> _Przekazany fragment_
┌──

Strona 1 z 2

Aforyzmy, powiedzonka dziadków /rodziców, ciekawe przysłowia

: 1 paź 2009, 07:36
autor: szarysmok
Nie wiem, czy pomysł chwyci. Może załóżmy sobie kopalnię aforyzmów, mądrości, powiedzonek dziadków / rodziców itp.

Dla mnie numer jeden jest:

Statek, który stoi w porcie, jest bezpieczny, ale nie po to buduje się statek.

: 1 paź 2009, 08:12
autor: Jo
Gdy ktos zwraca sie do kogos per Ty:
'Pod T (czyt. te) to tramwaj staje'.

A za mna czesto chodzi cytat: 'A jak bede zakochana przysle Panu list i klucz'.
W tych czasach to raczej email, heh.

: 1 paź 2009, 08:17
autor: szarysmok
"Ugnij się (ustąp) aby zwycieżyć!"

└──

> _Cel zadania_
Proszę odpowiedzieć na podstawie przekazanego fragmentu:
(a) Które zdanie szarysmok wskazuje jako swój numer jeden?
(b) Jakie powiedzenie Jo przytacza na sytuację, gdy ktoś zwraca się do kogoś per Ty?
(c) Co według Jo w obecnych czasach zastąpiłoby raczej list?

> _Przekazane informacje_
┌──

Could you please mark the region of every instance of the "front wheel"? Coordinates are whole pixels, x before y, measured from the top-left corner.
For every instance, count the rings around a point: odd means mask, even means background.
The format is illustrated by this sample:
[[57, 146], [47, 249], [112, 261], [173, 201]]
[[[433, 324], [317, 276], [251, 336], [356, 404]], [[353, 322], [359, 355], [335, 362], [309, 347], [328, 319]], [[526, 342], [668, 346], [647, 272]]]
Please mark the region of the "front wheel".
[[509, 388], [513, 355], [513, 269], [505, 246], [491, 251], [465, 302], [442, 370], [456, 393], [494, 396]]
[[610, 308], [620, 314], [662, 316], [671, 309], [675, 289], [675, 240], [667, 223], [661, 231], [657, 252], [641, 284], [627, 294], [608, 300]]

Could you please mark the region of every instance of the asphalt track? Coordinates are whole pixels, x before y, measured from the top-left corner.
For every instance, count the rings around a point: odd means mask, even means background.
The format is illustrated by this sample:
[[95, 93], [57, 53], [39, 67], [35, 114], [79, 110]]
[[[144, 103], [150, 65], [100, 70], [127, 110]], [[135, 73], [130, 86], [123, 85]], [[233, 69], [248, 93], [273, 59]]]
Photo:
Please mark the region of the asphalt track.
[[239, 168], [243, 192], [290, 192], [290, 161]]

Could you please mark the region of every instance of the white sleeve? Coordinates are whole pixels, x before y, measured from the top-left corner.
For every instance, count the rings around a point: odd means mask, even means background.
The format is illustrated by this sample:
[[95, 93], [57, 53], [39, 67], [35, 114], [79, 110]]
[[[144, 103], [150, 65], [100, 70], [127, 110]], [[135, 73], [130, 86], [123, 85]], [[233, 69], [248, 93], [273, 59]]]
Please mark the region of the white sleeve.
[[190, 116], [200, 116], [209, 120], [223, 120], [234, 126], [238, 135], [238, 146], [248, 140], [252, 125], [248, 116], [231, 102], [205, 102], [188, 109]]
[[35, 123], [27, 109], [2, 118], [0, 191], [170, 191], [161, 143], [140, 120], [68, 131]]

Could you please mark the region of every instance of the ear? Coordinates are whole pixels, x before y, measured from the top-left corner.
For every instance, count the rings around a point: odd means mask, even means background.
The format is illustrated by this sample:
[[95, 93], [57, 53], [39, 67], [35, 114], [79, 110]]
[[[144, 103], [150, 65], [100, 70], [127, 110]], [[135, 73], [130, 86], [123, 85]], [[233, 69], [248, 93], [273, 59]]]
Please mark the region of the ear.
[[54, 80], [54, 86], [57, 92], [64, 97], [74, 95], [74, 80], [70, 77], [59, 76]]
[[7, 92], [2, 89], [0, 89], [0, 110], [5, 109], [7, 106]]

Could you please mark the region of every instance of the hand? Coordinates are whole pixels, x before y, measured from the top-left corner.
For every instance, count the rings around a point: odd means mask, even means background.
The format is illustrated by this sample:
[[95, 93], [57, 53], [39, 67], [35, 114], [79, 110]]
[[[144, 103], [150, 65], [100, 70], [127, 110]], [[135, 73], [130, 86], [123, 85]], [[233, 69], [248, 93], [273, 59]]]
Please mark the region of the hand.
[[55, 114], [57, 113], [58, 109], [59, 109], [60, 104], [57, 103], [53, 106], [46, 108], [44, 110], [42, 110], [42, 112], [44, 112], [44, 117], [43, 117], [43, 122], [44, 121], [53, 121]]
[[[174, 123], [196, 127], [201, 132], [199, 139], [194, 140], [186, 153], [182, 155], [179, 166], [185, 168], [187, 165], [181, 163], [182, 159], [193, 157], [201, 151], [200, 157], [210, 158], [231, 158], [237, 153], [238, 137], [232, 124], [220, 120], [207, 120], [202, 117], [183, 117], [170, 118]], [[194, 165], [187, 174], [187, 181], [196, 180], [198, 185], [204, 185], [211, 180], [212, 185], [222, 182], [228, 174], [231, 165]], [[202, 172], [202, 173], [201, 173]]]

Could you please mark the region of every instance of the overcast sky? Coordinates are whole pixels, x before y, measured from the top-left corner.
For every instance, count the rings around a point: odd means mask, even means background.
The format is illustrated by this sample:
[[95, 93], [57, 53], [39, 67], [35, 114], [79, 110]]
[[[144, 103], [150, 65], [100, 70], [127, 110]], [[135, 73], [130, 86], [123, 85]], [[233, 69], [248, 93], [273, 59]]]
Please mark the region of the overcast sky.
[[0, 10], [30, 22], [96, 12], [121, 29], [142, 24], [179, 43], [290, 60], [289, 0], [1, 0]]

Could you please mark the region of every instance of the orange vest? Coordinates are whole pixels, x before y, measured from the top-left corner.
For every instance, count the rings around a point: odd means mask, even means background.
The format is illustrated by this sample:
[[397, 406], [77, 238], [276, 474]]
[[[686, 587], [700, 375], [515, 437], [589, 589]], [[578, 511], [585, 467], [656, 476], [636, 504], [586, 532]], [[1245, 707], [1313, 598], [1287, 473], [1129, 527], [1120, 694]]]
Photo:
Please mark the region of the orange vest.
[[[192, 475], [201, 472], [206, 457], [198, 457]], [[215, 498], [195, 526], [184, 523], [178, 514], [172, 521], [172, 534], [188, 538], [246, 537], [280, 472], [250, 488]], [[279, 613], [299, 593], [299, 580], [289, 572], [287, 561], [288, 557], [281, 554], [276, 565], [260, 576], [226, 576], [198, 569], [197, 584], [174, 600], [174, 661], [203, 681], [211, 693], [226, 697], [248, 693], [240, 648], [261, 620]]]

└──

> _Wynik zadania_
(a) „Statek, który stoi w porcie, jest bezpieczny, ale nie po to buduje się statek”.
(b) „Pod T (czyt. te) to tramwaj staje”.
(c) E-mail.